Provided passage:

When Harrison Ford signed on to star in the Yellowstone spinoff series 1923, it was a bigger surprise than many people even realized. Sure, we'd long since passed the point where movie stars doing TV was notable or shocking. But Ford seemed to be the last remaining holdout. He made some very minor guest appearances on shows like Ironsides and The Mod Squad to start his career, but once Ford became a movie star with 1977's Star Wars, he never looked back to the small screen. Even after streamers with deep pockets started throwing money at stars, changing the TV landscape, Ford stayed away. Which is why it's so deeply strange that in the last two months we'll have gotten two separate TV shows starring Harrison Ford, the latest being the Apple TV+ comedy Shrinking.
The lone exception in Ford's longstanding aversion to television prior to 2022 was a single episode of the spinoff series The Young Indiana Jones Chronicles. Long before the days of film franchises extending their brand to TV, when Disney+ was merely a glint in Mickey Mouse's eye, George Lucas produced a prequel to what was then his trilogy of Indiana Jones movies. The ABC series starred Sean Patrick Flannery as the college-aged Indy, a soldier and, later, spy in World War I who then returns to the States and attends college. But what he mostly does is traipse around the globe interacting with famous historical figures — from Teddy Roosevelt, to Pancho Villa, to Pablo Picasso.
Watching it from a 2023 perspective, the show is undeniably corny, and the production quality reflects the network TV budgets of the era, but there's also an admirable earnestness to this show, which was clearly meant to be watched by families with children who could learn a thing or two from one of their favorite silver screen adventurers. For the most part, Young Indy's adventures were framed as flashback stories being told by a 90-year-old Indy (George Hall). But for one episode, in ABC’s bid to goose the show's middling ratings, the story was framed by Harrison Ford himself as a grizzled fiftysomething, still adventuring and getting into scrapes. (Later this year, the eightysomething Ford will be adventuring and getting into scrapes in a fifth Indiana Jones film.)

Information provided:
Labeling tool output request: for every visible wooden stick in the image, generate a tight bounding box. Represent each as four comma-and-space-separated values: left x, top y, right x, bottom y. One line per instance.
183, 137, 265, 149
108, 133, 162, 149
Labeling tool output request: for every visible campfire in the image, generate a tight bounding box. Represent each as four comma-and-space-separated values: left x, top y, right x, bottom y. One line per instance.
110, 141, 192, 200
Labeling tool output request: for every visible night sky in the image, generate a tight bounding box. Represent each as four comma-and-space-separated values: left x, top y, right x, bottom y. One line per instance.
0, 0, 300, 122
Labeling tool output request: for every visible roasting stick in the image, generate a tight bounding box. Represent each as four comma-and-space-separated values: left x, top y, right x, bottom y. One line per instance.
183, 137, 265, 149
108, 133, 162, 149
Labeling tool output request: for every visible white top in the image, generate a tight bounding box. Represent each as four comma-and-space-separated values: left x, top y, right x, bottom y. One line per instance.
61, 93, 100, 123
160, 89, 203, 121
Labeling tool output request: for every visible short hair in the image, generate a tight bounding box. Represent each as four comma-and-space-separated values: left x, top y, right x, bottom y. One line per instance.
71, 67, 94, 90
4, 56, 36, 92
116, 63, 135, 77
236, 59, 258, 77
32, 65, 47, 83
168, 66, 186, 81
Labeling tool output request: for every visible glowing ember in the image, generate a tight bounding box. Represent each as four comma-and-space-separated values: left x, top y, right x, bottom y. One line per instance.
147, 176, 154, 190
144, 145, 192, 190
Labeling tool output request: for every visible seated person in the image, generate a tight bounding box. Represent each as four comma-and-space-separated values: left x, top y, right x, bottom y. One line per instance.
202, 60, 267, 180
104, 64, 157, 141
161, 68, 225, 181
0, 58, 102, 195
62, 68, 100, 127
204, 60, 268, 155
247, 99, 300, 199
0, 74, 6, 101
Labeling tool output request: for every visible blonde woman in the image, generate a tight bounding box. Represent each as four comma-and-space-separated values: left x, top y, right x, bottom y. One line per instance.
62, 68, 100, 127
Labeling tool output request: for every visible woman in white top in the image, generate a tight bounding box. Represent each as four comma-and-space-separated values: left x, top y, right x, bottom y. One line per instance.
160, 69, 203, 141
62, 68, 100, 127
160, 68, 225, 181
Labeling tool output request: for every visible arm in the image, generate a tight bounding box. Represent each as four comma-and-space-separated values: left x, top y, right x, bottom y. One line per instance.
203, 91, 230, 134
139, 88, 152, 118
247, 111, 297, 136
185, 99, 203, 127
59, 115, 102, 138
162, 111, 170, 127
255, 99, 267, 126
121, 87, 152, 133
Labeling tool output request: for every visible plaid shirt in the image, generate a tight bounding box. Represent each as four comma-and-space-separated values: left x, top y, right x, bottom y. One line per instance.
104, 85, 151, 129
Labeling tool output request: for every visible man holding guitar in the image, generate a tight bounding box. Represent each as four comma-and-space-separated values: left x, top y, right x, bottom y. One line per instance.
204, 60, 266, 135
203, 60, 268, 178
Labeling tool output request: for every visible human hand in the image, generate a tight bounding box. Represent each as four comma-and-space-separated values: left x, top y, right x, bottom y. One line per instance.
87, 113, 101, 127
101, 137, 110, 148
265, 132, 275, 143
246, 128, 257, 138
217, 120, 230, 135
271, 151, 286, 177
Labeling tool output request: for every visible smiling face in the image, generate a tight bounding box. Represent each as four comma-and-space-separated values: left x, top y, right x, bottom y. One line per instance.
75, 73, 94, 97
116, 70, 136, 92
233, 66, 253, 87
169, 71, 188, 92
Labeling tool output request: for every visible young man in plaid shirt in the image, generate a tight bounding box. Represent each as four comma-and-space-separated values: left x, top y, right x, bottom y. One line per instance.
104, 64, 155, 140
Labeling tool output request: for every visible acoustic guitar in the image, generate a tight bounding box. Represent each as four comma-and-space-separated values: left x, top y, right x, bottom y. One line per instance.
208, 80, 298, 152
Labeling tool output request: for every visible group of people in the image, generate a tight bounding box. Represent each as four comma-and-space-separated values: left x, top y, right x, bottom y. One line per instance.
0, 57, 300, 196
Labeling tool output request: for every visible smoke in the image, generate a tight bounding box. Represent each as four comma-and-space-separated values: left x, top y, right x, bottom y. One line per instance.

Instruction A:
Summarize the piece on Harrison Ford's TV work in two sentences.
Instruction B:
Update the piece on Harrison Ford's TV work by rewriting the part that opens with the words containing "When Harrison Ford" and closes with "TV+ comedy Shrinking.", putting "TV" in place of "small screen".
The listing has no connection to the piece on Harrison Ford's TV work.

Task solution A:
Harrison Ford avoided television for decades after becoming a movie star with 1977's Star Wars, yet he has now starred in two TV shows within two months: the Yellowstone spinoff 1923 and the Apple TV+ comedy Shrinking. Before 2022, his lone exception was a single episode of The Young Indiana Jones Chronicles, an ABC prequel series produced by George Lucas, in which Ford framed the story as a grizzled fiftysomething Indy in a bid to boost the show's middling ratings.

Task solution B:
When Harrison Ford signed on to star in the Yellowstone spinoff series 1923, it was a bigger surprise than many people even realized. Sure, we'd long since passed the point where movie stars doing TV was notable or shocking. But Ford seemed to be the last remaining holdout. He made some very minor guest appearances on shows like Ironsides and The Mod Squad to start his career, but once Ford became a movie star with 1977's Star Wars, he never looked back to the TV. Even after streamers with deep pockets started throwing money at stars, changing the TV landscape, Ford stayed away. Which is why it's so deeply strange that in the last two months we'll have gotten two separate TV shows starring Harrison Ford, the latest being the Apple TV+ comedy Shrinking.